Data shown -
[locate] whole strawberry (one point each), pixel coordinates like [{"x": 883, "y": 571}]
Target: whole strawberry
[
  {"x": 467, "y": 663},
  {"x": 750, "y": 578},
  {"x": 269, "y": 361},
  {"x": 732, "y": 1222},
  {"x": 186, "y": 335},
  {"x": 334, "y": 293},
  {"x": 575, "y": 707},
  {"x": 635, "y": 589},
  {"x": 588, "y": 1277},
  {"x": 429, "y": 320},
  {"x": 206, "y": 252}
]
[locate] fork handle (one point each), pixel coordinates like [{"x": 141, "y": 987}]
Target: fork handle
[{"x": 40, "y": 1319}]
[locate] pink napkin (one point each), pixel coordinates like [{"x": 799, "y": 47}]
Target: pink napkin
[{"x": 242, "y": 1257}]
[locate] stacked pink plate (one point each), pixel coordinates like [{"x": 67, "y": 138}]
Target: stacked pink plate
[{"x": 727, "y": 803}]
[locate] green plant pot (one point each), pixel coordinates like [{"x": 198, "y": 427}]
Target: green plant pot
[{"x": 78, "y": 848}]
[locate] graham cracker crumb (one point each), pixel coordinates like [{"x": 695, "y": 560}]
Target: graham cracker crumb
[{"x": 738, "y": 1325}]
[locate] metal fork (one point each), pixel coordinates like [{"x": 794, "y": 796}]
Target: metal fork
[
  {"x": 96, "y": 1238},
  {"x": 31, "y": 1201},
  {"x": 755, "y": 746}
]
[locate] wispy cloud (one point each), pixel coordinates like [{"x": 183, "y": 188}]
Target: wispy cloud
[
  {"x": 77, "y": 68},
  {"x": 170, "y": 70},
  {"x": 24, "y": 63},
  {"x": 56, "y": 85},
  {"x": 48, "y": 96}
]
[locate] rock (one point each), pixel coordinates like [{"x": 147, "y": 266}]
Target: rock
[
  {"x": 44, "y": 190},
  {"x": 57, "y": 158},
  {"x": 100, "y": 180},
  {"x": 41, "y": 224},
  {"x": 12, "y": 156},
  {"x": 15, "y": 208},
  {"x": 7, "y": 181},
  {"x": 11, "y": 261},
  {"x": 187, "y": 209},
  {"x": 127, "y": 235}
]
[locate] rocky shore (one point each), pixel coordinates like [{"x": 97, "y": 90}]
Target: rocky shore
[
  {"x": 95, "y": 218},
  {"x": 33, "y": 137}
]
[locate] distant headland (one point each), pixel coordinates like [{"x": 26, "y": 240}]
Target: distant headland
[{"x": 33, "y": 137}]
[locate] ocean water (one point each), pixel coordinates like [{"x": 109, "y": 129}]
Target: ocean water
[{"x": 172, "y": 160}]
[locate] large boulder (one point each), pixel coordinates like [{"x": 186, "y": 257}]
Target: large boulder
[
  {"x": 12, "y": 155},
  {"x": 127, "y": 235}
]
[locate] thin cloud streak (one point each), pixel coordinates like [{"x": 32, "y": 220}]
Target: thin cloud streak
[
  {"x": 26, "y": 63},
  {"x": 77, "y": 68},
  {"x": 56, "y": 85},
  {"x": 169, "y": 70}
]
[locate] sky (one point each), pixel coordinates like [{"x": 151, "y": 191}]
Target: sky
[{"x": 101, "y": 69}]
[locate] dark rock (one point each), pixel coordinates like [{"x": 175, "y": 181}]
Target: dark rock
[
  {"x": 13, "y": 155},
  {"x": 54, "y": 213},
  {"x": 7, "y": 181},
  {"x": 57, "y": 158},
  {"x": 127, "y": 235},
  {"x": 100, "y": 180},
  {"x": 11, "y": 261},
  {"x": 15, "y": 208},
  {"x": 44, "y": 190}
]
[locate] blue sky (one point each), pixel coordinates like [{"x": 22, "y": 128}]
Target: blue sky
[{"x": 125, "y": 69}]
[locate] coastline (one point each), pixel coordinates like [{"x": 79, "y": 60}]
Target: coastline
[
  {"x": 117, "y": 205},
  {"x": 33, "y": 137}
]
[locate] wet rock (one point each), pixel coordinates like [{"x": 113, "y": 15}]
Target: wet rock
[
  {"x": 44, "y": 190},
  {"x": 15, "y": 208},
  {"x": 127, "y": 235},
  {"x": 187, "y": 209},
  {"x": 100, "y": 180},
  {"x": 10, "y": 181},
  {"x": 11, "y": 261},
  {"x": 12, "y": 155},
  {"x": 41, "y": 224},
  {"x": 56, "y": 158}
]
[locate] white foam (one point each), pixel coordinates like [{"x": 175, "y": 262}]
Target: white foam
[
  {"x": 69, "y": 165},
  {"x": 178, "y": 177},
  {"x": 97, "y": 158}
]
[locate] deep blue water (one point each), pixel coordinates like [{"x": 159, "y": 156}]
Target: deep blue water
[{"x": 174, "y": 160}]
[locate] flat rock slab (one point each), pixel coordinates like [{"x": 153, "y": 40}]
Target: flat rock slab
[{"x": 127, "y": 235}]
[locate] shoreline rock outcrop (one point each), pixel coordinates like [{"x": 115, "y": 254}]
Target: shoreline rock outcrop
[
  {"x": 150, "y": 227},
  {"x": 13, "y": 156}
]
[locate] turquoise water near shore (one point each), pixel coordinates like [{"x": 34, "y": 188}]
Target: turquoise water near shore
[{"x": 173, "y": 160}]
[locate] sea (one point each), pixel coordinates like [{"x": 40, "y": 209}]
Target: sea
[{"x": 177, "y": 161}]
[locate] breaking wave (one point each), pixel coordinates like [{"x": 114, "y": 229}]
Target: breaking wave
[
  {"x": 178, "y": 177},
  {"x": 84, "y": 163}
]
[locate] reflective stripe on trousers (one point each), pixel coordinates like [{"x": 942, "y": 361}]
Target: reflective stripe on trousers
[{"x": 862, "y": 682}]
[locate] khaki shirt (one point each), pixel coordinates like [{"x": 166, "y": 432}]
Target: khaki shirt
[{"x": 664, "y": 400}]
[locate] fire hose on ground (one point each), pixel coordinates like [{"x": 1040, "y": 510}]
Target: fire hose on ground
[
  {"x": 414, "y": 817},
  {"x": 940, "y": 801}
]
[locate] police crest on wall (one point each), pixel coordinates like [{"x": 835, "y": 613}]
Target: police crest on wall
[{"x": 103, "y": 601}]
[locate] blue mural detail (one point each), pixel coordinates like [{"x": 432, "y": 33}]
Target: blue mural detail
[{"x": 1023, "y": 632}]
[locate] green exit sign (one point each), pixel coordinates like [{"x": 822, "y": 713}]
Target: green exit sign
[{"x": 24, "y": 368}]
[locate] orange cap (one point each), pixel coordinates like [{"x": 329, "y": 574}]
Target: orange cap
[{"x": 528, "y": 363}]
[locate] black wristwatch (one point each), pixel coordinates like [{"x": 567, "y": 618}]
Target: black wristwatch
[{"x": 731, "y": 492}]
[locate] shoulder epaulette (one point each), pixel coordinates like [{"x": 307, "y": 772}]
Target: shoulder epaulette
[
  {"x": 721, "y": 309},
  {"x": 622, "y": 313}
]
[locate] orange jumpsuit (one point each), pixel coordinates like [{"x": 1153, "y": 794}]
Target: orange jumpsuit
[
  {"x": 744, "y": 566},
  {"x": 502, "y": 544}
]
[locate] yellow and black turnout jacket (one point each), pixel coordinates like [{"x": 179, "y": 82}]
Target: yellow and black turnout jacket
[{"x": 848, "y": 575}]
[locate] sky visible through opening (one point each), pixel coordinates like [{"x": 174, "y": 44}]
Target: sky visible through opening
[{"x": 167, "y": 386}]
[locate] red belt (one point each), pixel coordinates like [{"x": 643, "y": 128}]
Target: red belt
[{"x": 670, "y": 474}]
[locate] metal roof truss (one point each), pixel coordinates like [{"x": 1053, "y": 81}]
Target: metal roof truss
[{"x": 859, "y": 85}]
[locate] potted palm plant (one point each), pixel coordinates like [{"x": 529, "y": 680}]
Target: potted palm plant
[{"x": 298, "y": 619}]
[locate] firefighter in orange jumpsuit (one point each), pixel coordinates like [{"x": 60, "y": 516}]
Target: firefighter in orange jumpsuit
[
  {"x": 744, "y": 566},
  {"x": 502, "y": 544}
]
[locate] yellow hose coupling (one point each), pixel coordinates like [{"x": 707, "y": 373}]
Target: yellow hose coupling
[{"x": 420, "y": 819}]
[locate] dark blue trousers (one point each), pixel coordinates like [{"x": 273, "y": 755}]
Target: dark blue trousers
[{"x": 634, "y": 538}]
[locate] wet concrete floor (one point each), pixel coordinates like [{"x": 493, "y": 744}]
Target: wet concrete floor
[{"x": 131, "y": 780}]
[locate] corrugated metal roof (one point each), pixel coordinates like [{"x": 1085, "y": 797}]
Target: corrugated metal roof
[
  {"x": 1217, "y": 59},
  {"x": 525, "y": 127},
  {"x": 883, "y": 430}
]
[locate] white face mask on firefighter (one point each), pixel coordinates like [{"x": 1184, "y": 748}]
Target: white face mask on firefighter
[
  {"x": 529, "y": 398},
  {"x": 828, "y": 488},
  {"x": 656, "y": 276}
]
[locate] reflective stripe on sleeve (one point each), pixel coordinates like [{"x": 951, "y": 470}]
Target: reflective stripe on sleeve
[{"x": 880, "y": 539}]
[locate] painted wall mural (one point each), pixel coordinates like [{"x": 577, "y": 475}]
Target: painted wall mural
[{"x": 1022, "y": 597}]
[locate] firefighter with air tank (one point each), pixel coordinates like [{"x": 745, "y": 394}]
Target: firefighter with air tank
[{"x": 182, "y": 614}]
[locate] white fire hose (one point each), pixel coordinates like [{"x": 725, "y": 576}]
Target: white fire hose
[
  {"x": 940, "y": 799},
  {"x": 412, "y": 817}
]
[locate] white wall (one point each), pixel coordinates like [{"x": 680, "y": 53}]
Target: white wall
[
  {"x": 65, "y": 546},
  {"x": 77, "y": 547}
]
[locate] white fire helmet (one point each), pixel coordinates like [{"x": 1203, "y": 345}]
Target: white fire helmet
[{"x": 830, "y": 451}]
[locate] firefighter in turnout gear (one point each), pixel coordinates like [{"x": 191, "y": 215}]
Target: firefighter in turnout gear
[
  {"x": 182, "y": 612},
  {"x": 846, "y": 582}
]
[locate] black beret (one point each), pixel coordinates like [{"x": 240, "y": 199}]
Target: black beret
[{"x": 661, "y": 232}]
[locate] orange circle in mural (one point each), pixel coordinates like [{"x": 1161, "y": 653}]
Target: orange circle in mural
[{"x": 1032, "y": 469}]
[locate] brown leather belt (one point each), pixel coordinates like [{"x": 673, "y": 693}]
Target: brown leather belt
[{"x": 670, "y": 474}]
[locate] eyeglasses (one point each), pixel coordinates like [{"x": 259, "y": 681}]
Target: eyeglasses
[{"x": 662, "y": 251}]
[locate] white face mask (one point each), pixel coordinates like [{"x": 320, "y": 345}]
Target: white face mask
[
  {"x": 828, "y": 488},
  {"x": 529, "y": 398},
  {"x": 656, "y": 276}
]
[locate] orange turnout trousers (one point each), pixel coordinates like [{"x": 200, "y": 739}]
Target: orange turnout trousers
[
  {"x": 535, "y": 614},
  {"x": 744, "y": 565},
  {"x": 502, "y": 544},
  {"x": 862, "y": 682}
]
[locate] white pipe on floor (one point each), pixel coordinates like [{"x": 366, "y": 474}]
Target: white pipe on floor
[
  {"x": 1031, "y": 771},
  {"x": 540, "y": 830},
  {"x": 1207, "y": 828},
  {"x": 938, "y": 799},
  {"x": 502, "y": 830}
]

The task - The response must repeat exactly the lines from the top of the material through the line containing "[locate] pink napkin", both included, with no other output.

Response area -
[locate] whole strawberry (one point each), pixel coordinates like [{"x": 883, "y": 571}]
Target: whole strawberry
[
  {"x": 467, "y": 663},
  {"x": 750, "y": 578},
  {"x": 269, "y": 361},
  {"x": 732, "y": 1222},
  {"x": 186, "y": 335},
  {"x": 334, "y": 293},
  {"x": 575, "y": 707},
  {"x": 635, "y": 589},
  {"x": 588, "y": 1277},
  {"x": 429, "y": 320},
  {"x": 206, "y": 252}
]
[locate] fork handle (one point each), pixel coordinates like [{"x": 141, "y": 987}]
Target: fork handle
[{"x": 40, "y": 1319}]
[locate] pink napkin (one point each), pixel coordinates like [{"x": 799, "y": 47}]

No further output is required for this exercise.